··· Estratto della pagina

CASTELLO SANTO ANGELO DI ROMA

Riferimento: S11229
Autore Antonio SALAMANCA
Anno: 1545 ca.
Zona: Castel S. Angelo
Misure: 506 x 354 mm
3.000,00 €

Riferimento: S11229
Autore Antonio SALAMANCA
Anno: 1545 ca.
Zona: Castel S. Angelo
Misure: 506 x 354 mm
3.000,00 €

Descrizione

Bulino, 1545/50 circa, firmato in basso al centro A. S. Excudebat.

Iscritto in alto al centro: CASTELLO SANTO ANGELO DI ROMA.

Esemplare nell’unico stato conosciuto, stampato da Antonio Salamanca.

Magnifica prova, ricca di toni, impressa su carta vergata coeva, con filigrana “rombo con stella a sei punte in un cerchio” (cfr. Woodward 288-294), rifilata ai margini, in ottimo stato di conservazione.

La stampa, sebbene non sia firmata, potrebbe essere incisa da Enea Vico, che realizzò un’altra versione del soggetto per l’editore Tommaso Barlacchi. Non è chiaro se incise prima la lastra per il Barlacchi o questa per il Salamanca. Le due versioni sono in controparte.

“Il foglio documenta la situazione di Castel Sant’Angelo e del ponte che la collegava con l’altra sponda del Tevere al tempo di papa Paolo III Farnese (1534-1549). Sul frontale si vede «Porta Collina sistemata sotto il pontificato di Alessandro VI Borgia (1492-1503) il cui stemma è presente nel coronamento della porta stessa. Questa verrà demolita nella parte superiore nel 1566 e sotto il pontificato di Urbano VIII (1623-1644) verrà eliminata completamente, insieme al torrione di Alessandro VI […] Ferma restando la probabile paternità del disegno da attribuire a Enea Vico, la prima tiratura di questa stampa è controversa: il Vico potrebbe avere inciso una prima lastra con la scritta in basso Castello Santo Angelo di Roma per i tipi di Tommaso Barlacchi (attivo a Roma tra il 1540 e il 1550), ma non è escluso che invece la prima tiratura sia dovuta proprio al Salamanca (l’esemplare qui illustrato) attivo a Roma già a partire dal 1517. Esiste anche un’edizione stampata in controparte segnalata dalla Catelli Isola. Poiché sul pennone del castello sventola lo stemma di papa Paolo III (1534-1549) e considerando che il Vico giunse a Roma nel 1541 per lavorare presso le botteghe di Barlacchi e Salamanca, si può collocare la data dell’incisione tra il 1542 e il 1549. La stampa documenta l’assetto di Castel Sant’Angelo durante il pontificato Farnese: l’incisore pone il punto di vista da Borgo, da cui sono documentati la porta Collina e il torrione cilindrico in asse con il ponte. A sinistra è ritratto il bastione di San Marco con l’inizio del corridoio del Passetto attraverso il quale una processione di prelati lascia il castello per dirigersi a San Pietro” (cfr. Marigliani, Lo splendore di Roma nell’Arte incisoria del Cinquecento).

······

* **Consegna**:
Ripeti fedelmente il passo della scheda su Castel Sant'Angelo che comincia con "Iscritto in alto" e termina con "stato di conservazione.".

··· Record del dataset

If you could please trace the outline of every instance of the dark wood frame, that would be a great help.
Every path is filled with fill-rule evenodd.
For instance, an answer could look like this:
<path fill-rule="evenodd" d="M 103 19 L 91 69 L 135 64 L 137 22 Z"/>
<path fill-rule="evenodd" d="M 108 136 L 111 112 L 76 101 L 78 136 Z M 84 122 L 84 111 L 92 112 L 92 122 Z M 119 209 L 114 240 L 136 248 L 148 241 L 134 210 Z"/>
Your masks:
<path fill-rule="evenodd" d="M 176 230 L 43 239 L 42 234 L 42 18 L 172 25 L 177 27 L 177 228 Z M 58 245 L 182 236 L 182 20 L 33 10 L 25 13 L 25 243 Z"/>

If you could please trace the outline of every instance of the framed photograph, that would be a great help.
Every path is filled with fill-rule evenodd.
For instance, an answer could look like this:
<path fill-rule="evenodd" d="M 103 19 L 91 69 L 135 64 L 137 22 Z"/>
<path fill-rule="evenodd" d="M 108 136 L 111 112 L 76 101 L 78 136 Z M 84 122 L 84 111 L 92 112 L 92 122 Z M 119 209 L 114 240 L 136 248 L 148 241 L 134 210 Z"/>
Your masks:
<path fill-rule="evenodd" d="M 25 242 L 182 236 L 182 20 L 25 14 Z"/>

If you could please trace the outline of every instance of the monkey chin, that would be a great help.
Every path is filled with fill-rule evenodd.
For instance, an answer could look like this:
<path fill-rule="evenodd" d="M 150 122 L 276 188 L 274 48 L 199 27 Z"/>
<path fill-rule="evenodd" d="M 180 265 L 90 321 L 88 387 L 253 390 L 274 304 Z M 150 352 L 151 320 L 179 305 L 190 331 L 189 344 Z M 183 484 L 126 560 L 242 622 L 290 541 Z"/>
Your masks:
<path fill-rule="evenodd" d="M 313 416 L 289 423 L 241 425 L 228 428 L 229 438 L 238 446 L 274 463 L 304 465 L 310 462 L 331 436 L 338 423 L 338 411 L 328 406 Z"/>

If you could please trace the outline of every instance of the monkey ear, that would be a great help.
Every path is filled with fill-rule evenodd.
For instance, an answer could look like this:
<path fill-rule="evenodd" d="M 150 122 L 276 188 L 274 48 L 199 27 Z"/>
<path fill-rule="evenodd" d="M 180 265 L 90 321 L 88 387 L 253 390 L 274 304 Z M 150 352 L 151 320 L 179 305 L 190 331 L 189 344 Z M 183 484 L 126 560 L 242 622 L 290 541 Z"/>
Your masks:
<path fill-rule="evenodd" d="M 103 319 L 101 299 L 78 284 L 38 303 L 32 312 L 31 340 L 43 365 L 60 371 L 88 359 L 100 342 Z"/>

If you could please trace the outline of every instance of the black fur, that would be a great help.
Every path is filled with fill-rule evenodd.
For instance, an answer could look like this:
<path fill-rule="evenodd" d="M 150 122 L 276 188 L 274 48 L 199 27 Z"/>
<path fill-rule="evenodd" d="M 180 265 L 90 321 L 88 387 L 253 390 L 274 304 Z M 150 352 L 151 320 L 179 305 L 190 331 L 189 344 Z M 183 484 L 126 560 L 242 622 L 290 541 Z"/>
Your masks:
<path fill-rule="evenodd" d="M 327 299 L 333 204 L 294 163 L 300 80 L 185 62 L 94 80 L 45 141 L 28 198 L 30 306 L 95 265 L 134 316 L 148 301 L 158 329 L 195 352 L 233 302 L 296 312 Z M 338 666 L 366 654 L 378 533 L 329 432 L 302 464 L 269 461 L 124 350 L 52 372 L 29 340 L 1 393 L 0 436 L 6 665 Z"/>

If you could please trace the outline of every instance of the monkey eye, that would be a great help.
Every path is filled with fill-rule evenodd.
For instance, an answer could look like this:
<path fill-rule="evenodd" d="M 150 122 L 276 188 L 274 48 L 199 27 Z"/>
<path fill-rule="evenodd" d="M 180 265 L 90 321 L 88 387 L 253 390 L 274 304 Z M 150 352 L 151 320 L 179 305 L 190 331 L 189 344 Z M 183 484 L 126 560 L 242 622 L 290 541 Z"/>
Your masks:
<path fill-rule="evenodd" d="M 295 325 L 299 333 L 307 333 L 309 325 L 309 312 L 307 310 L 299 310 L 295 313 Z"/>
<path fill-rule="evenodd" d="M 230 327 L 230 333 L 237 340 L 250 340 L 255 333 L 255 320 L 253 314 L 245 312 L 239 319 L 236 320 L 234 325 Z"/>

······
··· Record del dataset

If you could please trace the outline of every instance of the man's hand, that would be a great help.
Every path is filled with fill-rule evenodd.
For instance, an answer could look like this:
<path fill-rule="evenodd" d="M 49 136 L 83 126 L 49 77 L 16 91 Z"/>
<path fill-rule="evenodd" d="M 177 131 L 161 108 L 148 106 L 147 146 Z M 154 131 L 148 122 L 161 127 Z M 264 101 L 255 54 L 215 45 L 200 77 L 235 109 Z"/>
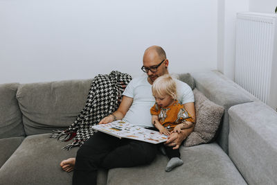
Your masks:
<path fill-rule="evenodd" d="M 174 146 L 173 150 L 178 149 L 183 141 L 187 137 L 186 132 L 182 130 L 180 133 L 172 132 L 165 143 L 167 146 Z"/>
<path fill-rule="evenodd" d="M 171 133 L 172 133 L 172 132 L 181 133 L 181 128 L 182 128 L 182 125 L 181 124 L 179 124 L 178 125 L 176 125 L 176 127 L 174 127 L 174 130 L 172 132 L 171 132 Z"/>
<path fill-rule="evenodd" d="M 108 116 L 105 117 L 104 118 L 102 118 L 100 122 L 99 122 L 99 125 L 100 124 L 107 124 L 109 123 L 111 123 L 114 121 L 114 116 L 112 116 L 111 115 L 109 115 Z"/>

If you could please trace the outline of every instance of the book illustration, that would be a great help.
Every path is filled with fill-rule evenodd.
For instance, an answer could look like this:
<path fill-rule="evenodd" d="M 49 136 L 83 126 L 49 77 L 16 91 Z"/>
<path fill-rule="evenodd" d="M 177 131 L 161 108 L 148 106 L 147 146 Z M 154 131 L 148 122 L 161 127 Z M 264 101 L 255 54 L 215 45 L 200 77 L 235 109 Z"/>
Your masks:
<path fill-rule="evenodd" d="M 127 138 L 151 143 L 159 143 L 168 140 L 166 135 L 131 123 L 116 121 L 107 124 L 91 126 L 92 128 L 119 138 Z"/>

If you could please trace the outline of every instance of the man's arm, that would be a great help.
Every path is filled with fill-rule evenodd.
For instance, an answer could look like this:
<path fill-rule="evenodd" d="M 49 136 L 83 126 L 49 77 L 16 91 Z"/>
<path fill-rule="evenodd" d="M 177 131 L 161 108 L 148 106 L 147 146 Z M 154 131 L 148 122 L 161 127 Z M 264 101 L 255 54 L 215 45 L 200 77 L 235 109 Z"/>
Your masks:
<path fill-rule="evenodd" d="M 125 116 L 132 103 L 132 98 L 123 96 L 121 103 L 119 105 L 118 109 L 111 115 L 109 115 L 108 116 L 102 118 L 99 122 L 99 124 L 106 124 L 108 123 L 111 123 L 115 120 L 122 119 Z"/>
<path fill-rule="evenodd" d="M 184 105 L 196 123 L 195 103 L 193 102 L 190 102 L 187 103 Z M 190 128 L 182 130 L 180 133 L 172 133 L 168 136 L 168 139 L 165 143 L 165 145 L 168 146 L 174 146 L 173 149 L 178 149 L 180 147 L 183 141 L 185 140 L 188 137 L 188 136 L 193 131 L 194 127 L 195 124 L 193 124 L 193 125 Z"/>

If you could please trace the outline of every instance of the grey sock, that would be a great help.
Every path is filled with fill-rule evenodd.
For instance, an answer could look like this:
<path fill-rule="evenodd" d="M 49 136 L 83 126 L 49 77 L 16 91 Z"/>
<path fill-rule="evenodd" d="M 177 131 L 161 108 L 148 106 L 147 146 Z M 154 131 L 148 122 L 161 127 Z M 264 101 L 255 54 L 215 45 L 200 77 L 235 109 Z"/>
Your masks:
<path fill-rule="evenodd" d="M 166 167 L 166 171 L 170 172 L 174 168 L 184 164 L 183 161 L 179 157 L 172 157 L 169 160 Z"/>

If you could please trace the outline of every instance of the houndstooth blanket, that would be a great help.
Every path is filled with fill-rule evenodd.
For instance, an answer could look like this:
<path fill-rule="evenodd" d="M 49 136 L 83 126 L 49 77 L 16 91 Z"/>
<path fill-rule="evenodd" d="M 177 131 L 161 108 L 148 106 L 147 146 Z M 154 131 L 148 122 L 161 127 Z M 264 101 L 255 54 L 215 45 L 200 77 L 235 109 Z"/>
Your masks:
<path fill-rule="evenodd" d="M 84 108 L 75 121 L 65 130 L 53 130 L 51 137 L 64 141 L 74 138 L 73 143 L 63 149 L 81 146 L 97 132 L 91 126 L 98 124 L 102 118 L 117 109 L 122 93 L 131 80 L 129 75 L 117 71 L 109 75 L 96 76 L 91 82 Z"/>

······
··· Record del dataset

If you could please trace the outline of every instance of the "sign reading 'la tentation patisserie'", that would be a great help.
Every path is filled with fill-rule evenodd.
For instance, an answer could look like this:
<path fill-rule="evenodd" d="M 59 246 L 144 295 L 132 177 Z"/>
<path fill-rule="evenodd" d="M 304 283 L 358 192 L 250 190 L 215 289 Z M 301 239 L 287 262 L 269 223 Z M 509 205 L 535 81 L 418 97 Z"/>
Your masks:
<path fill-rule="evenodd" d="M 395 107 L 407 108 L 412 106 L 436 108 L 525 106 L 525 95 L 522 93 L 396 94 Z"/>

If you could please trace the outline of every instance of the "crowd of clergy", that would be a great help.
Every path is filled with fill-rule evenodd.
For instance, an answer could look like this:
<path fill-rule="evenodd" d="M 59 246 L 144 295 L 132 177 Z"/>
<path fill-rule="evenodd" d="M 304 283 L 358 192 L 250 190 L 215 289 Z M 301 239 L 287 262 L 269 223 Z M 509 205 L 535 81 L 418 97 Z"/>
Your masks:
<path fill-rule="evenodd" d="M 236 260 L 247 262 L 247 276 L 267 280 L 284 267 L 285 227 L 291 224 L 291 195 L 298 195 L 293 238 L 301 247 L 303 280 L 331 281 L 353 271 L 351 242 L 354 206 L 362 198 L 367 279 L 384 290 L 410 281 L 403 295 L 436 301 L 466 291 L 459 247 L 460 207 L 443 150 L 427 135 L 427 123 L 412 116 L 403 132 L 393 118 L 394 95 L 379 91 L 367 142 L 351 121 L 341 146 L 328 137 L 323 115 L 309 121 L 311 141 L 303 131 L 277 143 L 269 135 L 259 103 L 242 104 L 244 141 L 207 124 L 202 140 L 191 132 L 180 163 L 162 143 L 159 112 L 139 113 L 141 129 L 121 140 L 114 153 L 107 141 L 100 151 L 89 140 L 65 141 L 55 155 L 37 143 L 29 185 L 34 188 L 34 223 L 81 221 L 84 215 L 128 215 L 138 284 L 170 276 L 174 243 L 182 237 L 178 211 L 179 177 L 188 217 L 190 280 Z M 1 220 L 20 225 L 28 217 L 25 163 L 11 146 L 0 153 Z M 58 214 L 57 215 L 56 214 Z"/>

······

* **Risultato**:
Iscritto in alto al centro: CASTELLO SANTO ANGELO DI ROMA.

Esemplare nell’unico stato conosciuto, stampato da Antonio Salamanca.

Magnifica prova, ricca di toni, impressa su carta vergata coeva, con filigrana “rombo con stella a sei punte in un cerchio” (cfr. Woodward 288-294), rifilata ai margini, in ottimo stato di conservazione.